* Start ENTRIES *

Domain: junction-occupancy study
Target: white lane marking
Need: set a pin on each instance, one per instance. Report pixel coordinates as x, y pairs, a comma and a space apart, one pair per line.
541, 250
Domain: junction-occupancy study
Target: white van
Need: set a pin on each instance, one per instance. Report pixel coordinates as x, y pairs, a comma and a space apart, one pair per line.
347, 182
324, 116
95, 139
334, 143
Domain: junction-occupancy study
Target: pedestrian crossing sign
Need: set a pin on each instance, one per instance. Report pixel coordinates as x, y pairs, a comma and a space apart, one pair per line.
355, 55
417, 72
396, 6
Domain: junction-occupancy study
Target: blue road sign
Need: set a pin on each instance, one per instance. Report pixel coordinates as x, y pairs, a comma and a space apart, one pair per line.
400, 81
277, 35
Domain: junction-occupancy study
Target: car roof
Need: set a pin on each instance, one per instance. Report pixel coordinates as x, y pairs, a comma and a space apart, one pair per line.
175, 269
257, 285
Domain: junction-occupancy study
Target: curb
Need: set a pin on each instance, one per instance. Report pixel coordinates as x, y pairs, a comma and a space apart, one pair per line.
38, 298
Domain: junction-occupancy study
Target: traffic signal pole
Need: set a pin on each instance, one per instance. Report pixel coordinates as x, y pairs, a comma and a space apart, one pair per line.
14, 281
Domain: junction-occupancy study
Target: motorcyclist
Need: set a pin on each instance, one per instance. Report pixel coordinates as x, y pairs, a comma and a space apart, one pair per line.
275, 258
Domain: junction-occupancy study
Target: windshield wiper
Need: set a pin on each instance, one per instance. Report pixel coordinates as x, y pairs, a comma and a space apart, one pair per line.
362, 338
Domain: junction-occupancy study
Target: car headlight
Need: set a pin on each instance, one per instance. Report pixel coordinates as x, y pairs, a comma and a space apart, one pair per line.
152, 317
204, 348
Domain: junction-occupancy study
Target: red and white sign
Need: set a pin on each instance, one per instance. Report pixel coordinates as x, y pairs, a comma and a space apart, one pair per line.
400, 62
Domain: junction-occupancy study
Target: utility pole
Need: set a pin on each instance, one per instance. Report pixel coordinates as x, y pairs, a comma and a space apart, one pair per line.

* End ENTRIES *

» WHAT YOU ARE ASKED TO DO: Word for word, write out all of the data above.

» OUTPUT BELOW:
Domain: junction-occupancy study
Target: white lane marking
Need: set a pin on each instance, one per instance. Report pixel coordinates as x, y pairs, a comma and a space apart, one pair per line.
541, 250
Domain: junction-occupancy study
Target: white van
Need: set a pin on each instance, one per instance. Report pixel coordinates as x, y pairs, a comma and a space apart, one pair per line.
347, 182
324, 116
95, 139
334, 143
Domain: junction-occupancy study
Target: pedestrian crossing sign
Need: set a pin on each instance, one per instance. Report pixel coordinates as x, y pairs, a comma and a space apart, one pair per line.
355, 55
417, 72
396, 6
Domain: junction-occupancy study
Target: blue road sign
Need: set a pin on each instance, one per instance. Report pixel coordinates as x, y pairs, a comma and a space apart, one pair per line.
400, 81
277, 35
Domain: junction-occupancy study
Target: car roof
Need: set a pin on each instance, one per instance. Report pixel coordinates as x, y pairs, a comma and a space apart, one pair per line.
175, 269
257, 285
Domain: junction-occupancy study
Target: curb
Need: set a pin on each instance, one per instance. Report pixel coordinates as x, y pairs, a comma and a space apart, one pair per line.
38, 298
Domain: junction-occupancy study
Target: traffic signal pole
Need: set a pin on each instance, one per instance. Report pixel coordinates as x, y pairs, a comma and a space apart, one pair per line.
14, 281
Domain: junction-occupancy study
Target: motorcyclist
Need: set a pin on each instance, one per instance. Report pixel coordinates as x, y pairs, a comma and a space apart, one pair per line.
275, 258
Domain: junction-occupancy study
Target: windshield wiper
Need: set a pin on each instance, one per instance. Report pixel coordinates as x, y pairs, a comma and a space apart, one pair per line.
362, 338
Domain: junction-occupancy study
Target: car headlight
Need: set a pin on each instance, one per instance. Report pixel coordinates as x, y pairs, a comma and a space apart, one pair per line.
152, 317
204, 348
Domain: junction-occupancy study
Target: red and white sign
Need: set a pin on each instance, one per instance. Report pixel coordinates as x, y pairs, a comma and a space apart, one pair per line.
400, 62
Domain: junction-occupancy study
Target: utility pole
Need: set a pin on each instance, one per instance. Report pixel coordinates as x, y pairs, a comma and a space apart, one pair per line.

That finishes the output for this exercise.